-- Data records start --

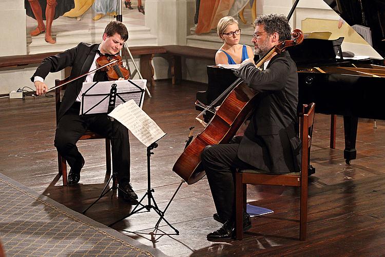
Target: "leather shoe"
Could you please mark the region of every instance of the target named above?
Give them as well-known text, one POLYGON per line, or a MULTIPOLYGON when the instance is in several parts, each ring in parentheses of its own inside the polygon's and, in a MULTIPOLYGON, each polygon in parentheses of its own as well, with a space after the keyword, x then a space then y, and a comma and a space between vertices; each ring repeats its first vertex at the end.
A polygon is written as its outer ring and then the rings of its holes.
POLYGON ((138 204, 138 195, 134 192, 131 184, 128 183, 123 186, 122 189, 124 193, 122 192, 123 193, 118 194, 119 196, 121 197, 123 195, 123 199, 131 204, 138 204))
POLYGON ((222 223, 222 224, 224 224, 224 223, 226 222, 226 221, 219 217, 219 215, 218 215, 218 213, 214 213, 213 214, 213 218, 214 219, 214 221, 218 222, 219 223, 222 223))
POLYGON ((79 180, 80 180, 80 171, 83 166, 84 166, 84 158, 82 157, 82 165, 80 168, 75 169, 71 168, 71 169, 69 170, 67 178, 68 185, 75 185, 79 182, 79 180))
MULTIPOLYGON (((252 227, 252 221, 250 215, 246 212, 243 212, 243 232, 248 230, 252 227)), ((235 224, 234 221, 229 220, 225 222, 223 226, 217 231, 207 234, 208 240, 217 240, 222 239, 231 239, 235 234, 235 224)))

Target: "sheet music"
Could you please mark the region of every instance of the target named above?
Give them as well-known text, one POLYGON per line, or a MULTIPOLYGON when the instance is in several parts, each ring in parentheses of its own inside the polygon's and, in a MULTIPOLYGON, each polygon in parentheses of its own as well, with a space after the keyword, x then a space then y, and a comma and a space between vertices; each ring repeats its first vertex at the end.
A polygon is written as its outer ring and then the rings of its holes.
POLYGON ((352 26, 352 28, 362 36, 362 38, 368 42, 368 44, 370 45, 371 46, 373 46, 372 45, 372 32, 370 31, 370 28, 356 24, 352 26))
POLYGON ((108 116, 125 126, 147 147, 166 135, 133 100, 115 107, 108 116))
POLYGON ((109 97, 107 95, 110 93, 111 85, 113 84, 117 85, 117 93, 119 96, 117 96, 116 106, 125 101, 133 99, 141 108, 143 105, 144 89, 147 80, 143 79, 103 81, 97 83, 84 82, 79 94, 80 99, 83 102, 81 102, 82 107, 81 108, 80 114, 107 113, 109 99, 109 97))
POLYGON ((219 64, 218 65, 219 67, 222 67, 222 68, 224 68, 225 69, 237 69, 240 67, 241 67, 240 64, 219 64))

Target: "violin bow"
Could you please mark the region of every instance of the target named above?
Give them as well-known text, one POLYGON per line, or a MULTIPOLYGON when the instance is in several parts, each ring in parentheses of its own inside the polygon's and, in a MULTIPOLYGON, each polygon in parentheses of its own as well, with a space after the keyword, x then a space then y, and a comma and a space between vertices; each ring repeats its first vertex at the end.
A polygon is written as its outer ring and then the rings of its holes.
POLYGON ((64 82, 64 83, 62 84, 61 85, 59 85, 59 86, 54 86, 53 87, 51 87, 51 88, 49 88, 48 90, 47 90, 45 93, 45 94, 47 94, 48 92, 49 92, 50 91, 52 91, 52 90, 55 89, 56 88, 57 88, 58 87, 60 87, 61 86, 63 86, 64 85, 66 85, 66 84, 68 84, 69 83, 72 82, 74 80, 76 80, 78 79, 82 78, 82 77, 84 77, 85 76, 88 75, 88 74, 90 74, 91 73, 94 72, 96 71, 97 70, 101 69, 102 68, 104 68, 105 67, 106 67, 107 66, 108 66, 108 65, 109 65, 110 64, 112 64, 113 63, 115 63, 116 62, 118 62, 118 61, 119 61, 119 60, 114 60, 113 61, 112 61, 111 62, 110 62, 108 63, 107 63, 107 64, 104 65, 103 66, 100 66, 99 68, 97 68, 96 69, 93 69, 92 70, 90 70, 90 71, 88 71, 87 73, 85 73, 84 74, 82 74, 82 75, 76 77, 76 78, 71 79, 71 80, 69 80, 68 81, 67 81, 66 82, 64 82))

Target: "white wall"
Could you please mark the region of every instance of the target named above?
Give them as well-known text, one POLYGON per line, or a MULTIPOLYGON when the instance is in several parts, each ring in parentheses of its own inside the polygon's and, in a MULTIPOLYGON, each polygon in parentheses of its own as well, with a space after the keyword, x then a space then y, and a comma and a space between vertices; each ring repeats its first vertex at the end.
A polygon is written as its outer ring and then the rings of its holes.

-- Data records end --

* Stated exercise:
Copy the data word for word from its first line through the line containing "MULTIPOLYGON (((252 227, 252", both included. Leave the pictures out of your copy.

* Reply:
Target: "leather shoe"
Could you please mark the region of every instance of the target named above?
Give them as well-known text, one POLYGON per line, or a MULTIPOLYGON when the instance is in several parts, each ring in parentheses of its own inside the polygon's and, in a MULTIPOLYGON, each polygon in parentheses of its own as well, with a space after the keyword, x then a space then y, and a comma and a space between vertices; each ring repeats its first vertex at the end.
A polygon is written as its outer ring and then the rings of its holes.
POLYGON ((138 204, 138 195, 134 192, 131 184, 128 183, 123 186, 122 189, 124 193, 122 192, 123 193, 118 194, 119 196, 121 197, 123 195, 123 199, 131 204, 138 204))
POLYGON ((222 223, 222 224, 224 224, 224 223, 226 222, 226 221, 219 217, 219 215, 218 215, 218 213, 214 213, 213 214, 213 218, 214 219, 214 221, 218 222, 219 223, 222 223))
POLYGON ((79 180, 80 180, 80 171, 83 166, 84 166, 84 158, 82 157, 82 165, 80 168, 75 169, 71 168, 71 169, 69 170, 67 178, 68 185, 75 185, 79 182, 79 180))
MULTIPOLYGON (((252 227, 252 221, 250 215, 246 212, 243 212, 243 232, 248 230, 252 227)), ((235 224, 234 221, 229 220, 225 222, 223 226, 217 231, 207 234, 208 240, 217 240, 222 239, 231 239, 235 234, 235 224)))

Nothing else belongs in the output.